*Extracted data*
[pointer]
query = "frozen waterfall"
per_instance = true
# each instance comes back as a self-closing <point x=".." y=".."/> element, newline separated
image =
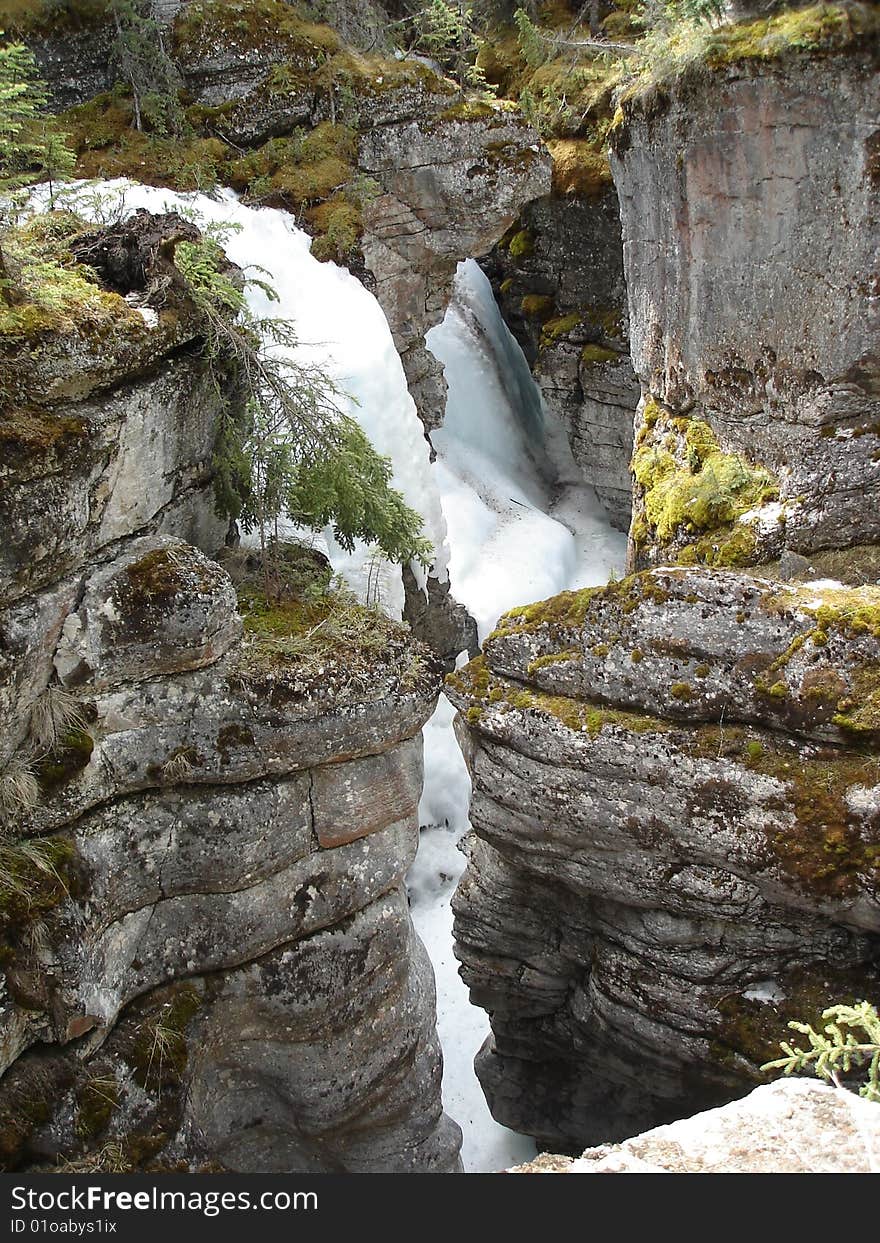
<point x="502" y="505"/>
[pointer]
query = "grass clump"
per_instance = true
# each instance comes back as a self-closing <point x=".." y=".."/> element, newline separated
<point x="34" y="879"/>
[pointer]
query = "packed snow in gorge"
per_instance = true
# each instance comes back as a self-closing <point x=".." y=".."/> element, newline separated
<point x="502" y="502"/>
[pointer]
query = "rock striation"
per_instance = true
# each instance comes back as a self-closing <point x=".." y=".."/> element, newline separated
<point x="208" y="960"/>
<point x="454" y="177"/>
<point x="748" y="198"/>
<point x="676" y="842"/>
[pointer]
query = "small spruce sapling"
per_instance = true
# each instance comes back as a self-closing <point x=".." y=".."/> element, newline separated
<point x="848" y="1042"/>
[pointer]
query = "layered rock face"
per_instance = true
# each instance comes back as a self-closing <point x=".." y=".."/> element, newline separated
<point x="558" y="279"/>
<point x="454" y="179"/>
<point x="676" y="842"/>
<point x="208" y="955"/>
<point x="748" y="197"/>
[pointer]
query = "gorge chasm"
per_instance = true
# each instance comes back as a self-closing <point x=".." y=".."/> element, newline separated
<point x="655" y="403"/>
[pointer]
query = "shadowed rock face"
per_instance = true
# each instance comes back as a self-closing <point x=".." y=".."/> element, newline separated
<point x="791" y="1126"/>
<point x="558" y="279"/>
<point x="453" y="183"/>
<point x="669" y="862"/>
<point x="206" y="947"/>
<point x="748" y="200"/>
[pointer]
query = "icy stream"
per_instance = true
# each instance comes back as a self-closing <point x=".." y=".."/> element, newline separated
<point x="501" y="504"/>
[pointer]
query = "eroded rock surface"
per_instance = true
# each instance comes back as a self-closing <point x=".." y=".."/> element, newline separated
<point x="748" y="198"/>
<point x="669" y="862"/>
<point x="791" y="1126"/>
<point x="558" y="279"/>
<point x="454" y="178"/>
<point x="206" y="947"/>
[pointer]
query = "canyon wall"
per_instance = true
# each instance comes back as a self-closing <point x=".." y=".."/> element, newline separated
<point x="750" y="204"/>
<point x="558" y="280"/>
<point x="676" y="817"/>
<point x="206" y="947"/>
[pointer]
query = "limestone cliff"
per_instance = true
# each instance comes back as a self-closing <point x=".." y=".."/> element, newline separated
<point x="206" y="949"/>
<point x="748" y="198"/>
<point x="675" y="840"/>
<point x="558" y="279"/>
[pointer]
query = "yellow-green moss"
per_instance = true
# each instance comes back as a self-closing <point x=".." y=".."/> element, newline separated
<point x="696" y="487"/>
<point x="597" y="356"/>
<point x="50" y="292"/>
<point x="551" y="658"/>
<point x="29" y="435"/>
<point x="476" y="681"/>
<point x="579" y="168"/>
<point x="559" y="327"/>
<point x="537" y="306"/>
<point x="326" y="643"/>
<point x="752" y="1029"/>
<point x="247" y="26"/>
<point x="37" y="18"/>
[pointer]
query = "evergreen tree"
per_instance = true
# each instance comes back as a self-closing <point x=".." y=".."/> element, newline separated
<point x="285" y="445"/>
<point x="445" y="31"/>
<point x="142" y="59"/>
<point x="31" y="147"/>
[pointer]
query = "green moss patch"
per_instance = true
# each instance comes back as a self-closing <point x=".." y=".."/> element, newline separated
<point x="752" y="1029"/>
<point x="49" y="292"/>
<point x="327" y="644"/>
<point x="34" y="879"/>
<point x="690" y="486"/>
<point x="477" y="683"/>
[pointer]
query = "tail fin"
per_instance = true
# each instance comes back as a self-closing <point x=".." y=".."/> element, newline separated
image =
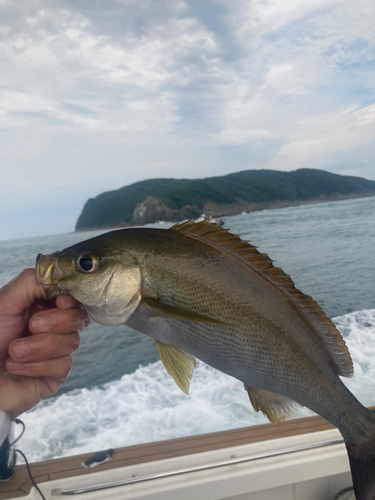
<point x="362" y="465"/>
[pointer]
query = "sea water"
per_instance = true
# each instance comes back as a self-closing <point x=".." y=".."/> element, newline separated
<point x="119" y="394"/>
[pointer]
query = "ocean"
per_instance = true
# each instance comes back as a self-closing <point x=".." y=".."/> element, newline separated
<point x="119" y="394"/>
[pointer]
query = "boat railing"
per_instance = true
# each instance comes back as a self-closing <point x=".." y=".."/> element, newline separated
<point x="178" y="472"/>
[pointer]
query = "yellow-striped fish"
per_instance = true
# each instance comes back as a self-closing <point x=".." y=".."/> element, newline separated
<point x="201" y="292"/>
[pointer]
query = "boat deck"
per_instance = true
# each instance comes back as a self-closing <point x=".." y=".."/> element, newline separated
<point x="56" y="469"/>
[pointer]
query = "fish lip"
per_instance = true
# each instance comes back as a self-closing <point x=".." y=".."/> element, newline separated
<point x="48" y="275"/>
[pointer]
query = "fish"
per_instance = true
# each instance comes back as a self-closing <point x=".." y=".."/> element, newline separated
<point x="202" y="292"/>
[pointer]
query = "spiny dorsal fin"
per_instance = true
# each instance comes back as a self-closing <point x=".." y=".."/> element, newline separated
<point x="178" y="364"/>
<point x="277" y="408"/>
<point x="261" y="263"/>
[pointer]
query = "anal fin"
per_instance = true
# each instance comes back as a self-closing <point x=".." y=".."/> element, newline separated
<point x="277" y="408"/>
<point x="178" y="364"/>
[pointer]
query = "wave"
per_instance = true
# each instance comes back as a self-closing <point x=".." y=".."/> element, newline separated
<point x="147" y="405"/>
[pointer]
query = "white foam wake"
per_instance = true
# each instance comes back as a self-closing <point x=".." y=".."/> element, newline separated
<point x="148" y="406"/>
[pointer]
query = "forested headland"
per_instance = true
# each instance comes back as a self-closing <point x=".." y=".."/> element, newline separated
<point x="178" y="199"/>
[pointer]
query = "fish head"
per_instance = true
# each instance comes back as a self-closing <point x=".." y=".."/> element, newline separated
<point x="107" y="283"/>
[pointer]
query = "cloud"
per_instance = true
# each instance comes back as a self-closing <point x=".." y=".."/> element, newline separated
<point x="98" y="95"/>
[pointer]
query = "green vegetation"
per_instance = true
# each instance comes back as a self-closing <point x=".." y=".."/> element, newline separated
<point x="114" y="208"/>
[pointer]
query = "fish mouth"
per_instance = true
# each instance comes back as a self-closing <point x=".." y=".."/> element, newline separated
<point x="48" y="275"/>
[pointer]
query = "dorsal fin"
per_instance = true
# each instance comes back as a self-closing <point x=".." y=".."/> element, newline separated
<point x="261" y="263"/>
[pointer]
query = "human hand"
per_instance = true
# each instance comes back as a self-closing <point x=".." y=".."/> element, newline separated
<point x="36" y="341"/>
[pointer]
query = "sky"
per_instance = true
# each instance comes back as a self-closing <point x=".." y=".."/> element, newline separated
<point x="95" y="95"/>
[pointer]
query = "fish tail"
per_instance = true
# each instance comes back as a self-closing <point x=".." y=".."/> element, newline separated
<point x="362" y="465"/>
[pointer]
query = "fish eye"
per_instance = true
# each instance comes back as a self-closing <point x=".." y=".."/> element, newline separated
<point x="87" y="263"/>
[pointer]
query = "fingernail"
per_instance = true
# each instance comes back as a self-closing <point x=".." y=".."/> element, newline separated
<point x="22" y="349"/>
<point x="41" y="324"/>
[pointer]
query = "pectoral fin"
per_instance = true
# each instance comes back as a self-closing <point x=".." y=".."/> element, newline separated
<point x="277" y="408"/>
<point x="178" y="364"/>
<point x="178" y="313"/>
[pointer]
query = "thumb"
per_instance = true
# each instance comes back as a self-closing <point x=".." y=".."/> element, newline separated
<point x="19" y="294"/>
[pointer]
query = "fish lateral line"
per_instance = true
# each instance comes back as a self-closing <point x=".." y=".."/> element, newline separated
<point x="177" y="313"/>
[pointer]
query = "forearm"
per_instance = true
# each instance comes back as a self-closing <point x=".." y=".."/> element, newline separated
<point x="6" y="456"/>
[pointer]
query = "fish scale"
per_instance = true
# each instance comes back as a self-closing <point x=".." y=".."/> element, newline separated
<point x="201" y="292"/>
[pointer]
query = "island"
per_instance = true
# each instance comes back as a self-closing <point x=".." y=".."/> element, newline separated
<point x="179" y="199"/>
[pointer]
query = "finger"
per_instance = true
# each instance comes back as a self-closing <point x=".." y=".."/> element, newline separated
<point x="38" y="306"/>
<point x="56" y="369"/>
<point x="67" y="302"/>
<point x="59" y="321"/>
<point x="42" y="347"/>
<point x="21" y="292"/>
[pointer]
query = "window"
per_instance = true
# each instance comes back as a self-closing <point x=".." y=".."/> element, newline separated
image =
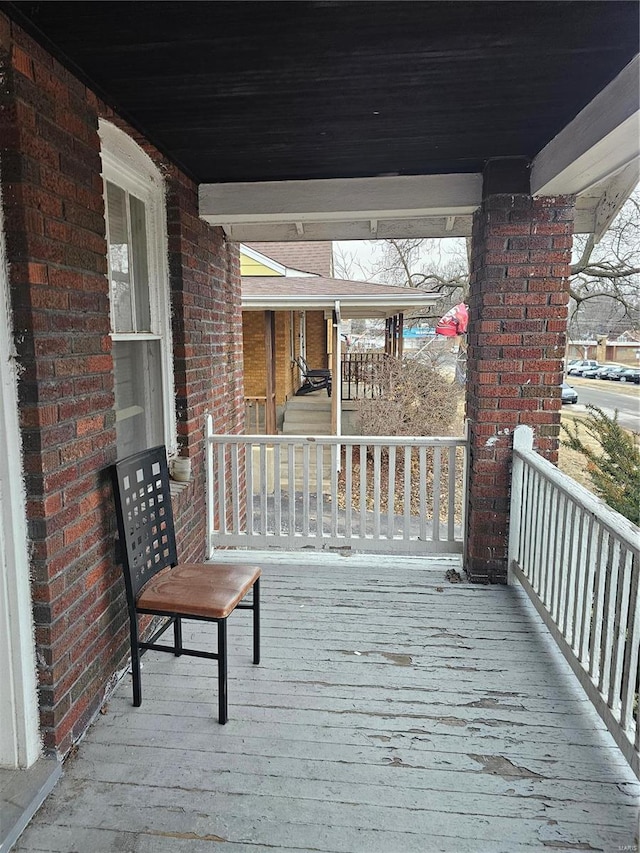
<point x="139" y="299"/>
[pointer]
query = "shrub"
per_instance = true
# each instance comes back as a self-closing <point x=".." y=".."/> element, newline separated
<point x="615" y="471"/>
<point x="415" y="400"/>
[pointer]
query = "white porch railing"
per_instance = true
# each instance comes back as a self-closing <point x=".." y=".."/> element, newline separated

*Stated exercise*
Count the lines in the material above that contain the string "rock", with case counting, and give only the number.

*Task solution*
4